- [TEXTE SOURCE]:

Ces différences entre les taux de chutes chez les femmes séropositives et séronégatives ne sont pas significatives du point de vue statistique.

Facteurs de risque de chutes multiples

Compte tenu de plusieurs facteurs possibles, les chercheurs ont constaté que les enjeux de santé suivants étaient associés à un risque accru de tomber :

  • âge entre 50 et 59 ans
  • consommation actuelle et passée de marijuana
  • problèmes neurocognitifs
  • nerfs endommagés dans les pieds, les jambes et/ou les mains
  • usage de médicaments SNC touchant le cerveau (plus le nombre de tels médicaments était élevé, plus le risque de chute augmentait)
  • diabète de type 2

Les facteurs suivants n’ont pas été associés à un risque accru de chute :

  • infection au VIH
  • compte de CD4+
  • charge virale
  • médicaments anti-VIH spécifiques (notons, par exemple, que l’éfavirenz, vendu sous les noms Sustiva et Stocrin et présent dans Atripla, peut causer des étourdissements et de nombreux autres effets secondaires d’ordre cérébral)

Comparaison et contraste

Les chercheurs ont souligné que près du tiers des personnes séronégatives âgées faisaient des chutes chaque année aux États-Unis. De plus, ils ont affirmé que « 10 % de ces chutes [provoquent] des blessures qui nécessitent un secours médical ». À titre de comparaison, les chercheurs ont fait valoir que, « parmi nos 198 participantes de 60 ans ou plus, environ 25 % ont fait état [de chutes survenues] au cours des six mois précédents ».

Points à retenir

1. Les chutes et leurs conséquences, dont les fractures osseuses dans certains cas, font partie d’un groupe de problèmes que les chercheurs appellent des « syndromes gériatriques ». Il s’agit d’affections/problèmes relativement répandus parmi les personnes âgées. Selon l’équipe WIHS, les syndromes gériatriques sont « associés à des conséquences défavorables, y compris l’incapacité, la fragilité, la réduction de la qualité de vie, la perte de l’autonomie et [un risque accru de mortalité] ».

- [INFORMATIONS]:
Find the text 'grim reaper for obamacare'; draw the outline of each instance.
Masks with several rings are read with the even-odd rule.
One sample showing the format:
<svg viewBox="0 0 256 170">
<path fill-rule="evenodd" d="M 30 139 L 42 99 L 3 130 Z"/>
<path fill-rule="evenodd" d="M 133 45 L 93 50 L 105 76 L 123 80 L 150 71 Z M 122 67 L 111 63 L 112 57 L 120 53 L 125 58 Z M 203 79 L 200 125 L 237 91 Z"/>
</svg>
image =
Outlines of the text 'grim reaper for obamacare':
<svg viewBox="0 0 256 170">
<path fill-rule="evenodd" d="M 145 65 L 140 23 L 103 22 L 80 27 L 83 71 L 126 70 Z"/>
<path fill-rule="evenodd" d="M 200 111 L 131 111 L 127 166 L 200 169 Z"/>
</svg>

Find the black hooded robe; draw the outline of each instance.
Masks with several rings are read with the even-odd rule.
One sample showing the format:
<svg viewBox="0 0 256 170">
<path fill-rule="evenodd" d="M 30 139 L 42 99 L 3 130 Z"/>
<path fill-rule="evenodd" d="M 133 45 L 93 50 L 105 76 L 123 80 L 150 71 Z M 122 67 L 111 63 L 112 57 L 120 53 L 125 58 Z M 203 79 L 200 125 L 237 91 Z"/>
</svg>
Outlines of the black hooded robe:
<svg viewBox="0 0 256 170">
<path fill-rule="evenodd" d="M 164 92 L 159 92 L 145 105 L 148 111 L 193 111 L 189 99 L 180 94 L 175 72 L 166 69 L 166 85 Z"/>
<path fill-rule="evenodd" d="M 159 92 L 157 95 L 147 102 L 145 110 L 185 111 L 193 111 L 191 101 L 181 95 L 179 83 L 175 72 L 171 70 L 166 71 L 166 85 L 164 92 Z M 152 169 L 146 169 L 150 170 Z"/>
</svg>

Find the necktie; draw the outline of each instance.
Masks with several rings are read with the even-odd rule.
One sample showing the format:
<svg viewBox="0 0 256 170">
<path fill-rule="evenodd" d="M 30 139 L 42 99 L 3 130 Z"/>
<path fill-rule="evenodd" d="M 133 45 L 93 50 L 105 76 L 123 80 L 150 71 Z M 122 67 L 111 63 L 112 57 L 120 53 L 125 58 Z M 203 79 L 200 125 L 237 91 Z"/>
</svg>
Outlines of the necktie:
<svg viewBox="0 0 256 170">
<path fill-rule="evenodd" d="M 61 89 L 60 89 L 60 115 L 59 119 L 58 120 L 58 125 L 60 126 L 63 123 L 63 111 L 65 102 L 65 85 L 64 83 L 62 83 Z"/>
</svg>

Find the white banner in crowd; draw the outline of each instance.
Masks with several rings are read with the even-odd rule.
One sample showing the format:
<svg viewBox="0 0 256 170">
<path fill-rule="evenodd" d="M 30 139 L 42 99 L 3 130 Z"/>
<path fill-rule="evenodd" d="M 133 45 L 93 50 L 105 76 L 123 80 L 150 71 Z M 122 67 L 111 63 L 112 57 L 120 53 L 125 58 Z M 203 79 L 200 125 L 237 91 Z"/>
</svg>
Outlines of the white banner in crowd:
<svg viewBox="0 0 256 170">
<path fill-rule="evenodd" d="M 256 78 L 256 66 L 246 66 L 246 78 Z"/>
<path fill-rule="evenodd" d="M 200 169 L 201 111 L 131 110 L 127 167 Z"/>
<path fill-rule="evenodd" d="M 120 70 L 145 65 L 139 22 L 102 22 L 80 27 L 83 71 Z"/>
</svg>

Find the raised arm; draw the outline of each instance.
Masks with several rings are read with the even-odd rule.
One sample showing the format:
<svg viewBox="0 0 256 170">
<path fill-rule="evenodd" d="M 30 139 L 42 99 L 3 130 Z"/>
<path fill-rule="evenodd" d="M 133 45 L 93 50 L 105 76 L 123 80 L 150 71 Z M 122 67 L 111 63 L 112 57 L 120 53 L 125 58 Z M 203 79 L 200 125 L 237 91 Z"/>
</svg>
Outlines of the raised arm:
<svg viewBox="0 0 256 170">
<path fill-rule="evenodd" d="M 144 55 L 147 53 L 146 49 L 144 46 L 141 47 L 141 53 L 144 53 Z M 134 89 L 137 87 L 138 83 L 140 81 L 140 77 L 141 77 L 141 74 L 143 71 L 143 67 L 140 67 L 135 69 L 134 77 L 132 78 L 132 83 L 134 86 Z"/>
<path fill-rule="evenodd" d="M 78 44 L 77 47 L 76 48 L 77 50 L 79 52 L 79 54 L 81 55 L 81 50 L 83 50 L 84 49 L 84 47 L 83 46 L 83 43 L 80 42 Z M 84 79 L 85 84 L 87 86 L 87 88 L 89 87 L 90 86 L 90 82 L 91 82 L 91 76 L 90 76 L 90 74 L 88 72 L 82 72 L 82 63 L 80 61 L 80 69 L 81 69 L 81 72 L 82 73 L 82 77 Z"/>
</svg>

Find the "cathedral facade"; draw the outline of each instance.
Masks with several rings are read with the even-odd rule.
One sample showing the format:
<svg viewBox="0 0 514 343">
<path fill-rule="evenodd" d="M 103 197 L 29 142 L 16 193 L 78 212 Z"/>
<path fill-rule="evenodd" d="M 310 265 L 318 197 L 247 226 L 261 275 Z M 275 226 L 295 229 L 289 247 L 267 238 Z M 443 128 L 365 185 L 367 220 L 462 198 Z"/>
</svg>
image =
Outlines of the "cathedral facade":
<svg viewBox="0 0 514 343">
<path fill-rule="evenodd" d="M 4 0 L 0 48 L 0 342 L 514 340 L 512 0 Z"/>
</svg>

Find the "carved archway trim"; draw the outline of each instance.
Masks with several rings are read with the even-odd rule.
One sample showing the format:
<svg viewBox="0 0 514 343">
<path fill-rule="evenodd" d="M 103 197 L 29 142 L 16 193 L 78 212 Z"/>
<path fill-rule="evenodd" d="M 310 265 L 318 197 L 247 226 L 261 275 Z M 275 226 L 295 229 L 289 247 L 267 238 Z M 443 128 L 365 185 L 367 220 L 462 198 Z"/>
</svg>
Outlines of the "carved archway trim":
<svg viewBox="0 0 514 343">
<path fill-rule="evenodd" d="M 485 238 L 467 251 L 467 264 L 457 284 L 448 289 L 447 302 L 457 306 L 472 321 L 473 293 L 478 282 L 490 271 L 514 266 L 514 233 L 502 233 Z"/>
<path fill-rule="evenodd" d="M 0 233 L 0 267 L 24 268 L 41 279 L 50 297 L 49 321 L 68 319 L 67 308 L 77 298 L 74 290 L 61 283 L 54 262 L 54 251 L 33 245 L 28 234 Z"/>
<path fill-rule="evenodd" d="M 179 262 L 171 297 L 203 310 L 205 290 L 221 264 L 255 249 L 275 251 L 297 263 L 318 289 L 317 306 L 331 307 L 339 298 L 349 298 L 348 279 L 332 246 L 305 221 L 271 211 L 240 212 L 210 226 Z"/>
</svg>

- [À FAIRE]:
A. D'après le texte sur les chutes, pourquoi les syndromes gériatriques, dont font partie les chutes, sont-ils préoccupants ? Répondez en une à trois phrases.
B. Rédigez la suite du texte sur les chutes, à partir de sa dernière phrase.
Le matériel n'intervient pas dans ce travail.

- [RÉPONSES]:
A. Selon l'équipe WIHS, les syndromes gériatriques sont associés à des conséquences défavorables. Il s'agit de l'incapacité, de la fragilité, de la réduction de la qualité de vie, de la perte de l'autonomie et d'un risque accru de mortalité.

B.
Comme les personnes séropositives ont tendance à avoir une densité osseuse réduite, les chutes pourraient accroître leur risque de fractures.

2. L’analyse WIHS a trouvé un lien entre la consommation de drogues qui touchent le cerveau et un risque accru de chutes. D’autres études menées auprès de personnes séronégatives âgées ont permis d’observer la même association entre drogues et chutes.

3. Cette étude était fondée sur l’autodéclaration des chutes survenues au cours des six mois précédents par les participantes elles-mêmes. Il est possible que certaines participantes aient sous-estimé le nombre de leurs chutes car certaines d’entre elles avaient des problèmes de mémoire.

4. Il aurait été utile que les responsables de cette étude aient recueilli des données sur d’autres facteurs couramment associés aux chutes, tels que les antécédents des affections suivantes :

  • problèmes de vue
  • AVC
  • crise cardiaque
  • hypotension orthostatique (baisse soudaine de la tension artérielle qui se produit lorsqu’une personne se redresse, se lève ou sort du lit rapidement et qui provoque une sensation d’étourdissement et de vertige, une vue brouillée et une perte de connaissance)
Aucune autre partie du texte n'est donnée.